• **Aufgaben**
a - Entscheide für jede der folgenden Aussagen, ob sie mit der Quelle übereinstimmt. Antworte jeweils mit Ja oder Nein und zitiere die ausschlaggebenden Worte der Quelle wörtlich.
(i) Im vierten Akt wurde die Arie des Basilio gestrichen.
(ii) Michael Avivory sang den Conte.
(iii) Nach „Dove Sono“ dauerte der Applaus länger als nach allen anderen Arien zusammen.
b - Gib den Abschnitt der Quelle, der bei „Den meisten Zuspruch“ beginnt und bei „aber durchaus gegönnt!“ endet, unverändert aus.

• **Quelle**
+++
Im vierten Akt fiel auf, dass die Arie der Marcellina im Gegensatz zu vielen anderen Produktionen nicht gestrichen wurde (gut, lt. De Beer ist dieser Akt ja de facto der Sicht dieser Person gewidmet), auf der anderen Seite aber die des Basilio sehr wohl…
Der „Giardino“ ist nett in Szene gesetzt, der aufblasbare Baum ist okay – womit ich aber tatsächlich ein Problem habe (und den Grund dazu einfach nicht verstehe) ist, dass man den Basilio in ein Kostüm steckt, das mit Stoffpenissen behängt ist (zumindest schaut das so aus) und das vorne eine riesige stilisierte Vagina hat. So sehr es der Figur eines Basilio endlich vergönnt ist, beim Ende des Stückes als einziger nicht solo zu sein, hinterfrage ich aber doch den Sinn, dass er 1) einen männlichen Partner findet und dieser 2) Cunnilungus am Kostüm praktiziert. Provokation nur um der Provokation willens? Solche „Ideen“ schaden dem Gesamteindruck der Inszenierung, die wirklich viel zu bieten hat – doch wie schon geschrieben, Weniger ist mehr…
Beim Schlussapplaus gab es für das Leading Team höflichen Zuspruch – es wahren keine Buhs zu hören, allerdings blieb auch eine übergroße Begeisterung aus.
Foto: Marco Sommer/ Volksoper
Gesanglich kann man durchaus mit dem Gehörten zufrieden sein. Daniel Schmutzhard stellte den Conte der Inszenierung angemessen überzeugend dar, seine Stimme passt zur Größe der Volksoper. Michael Avivory war ein sehr guter Figaro mit voller, dunkler Stimme. Stefan Cerny lieferte wieder einmal den Beweis, dass man auch aus kleineren Rollen sehr viel machen kann – ich habe von ihm noch nie eine schlechte Aufführung erlebt! Die Regie meinte es leider nicht sehr gut mit Timothy Fallon, der als Don Curzio und Basilio in teilweise wirklich lächerlichen Kostümen auftreten muss. Gesungen hat er seine Buffo-Partien sehr gut. Daniel Ohlenschläger ergänzte die Herren der Schöpfung als rollendeckender Antonio.
Den meisten Zuspruch erhielt Matilda Sterby als Contessa. Der Applaus nach „Dove Sono“ war länger als der von allen anderen Arien zusammengerechnet. Die Schwedin sang sehr ansprechend, allerdings war doch die eine oder andere Schärfe zu hören. Der große persönliche Erfolg sei ihr aber durchaus gegönnt!
Lauren Urquhart begann für meinen Geschmack etwas zu verhalten (Nervosität bei der Premiere?) und war beim ersten Duett mit Avivory kaum zu hören. Sie sang sich aber später frei und krönte die Partie als Susanna mit einer wirklich schön vorgetragenen Rosenarie.
+++
• **Erfasste Daten**

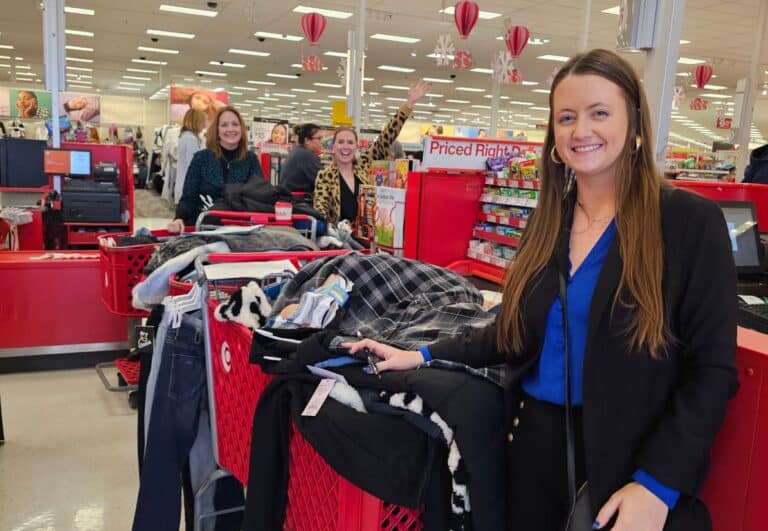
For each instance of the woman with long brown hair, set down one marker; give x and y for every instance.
(225, 159)
(649, 327)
+++
• **Lösungen**
a -
(i) Ja: „auf der anderen Seite aber die des Basilio sehr wohl“
(ii) Nein: „Michael Avivory war ein sehr guter Figaro mit voller, dunkler Stimme.“
(iii) Ja: „Der Applaus nach „Dove Sono“ war länger als der von allen anderen Arien zusammengerechnet.“

b -
Den meisten Zuspruch erhielt Matilda Sterby als Contessa. Der Applaus nach „Dove Sono“ war länger als der von allen anderen Arien zusammengerechnet. Die Schwedin sang sehr ansprechend, allerdings war doch die eine oder andere Schärfe zu hören. Der große persönliche Erfolg sei ihr aber durchaus gegönnt!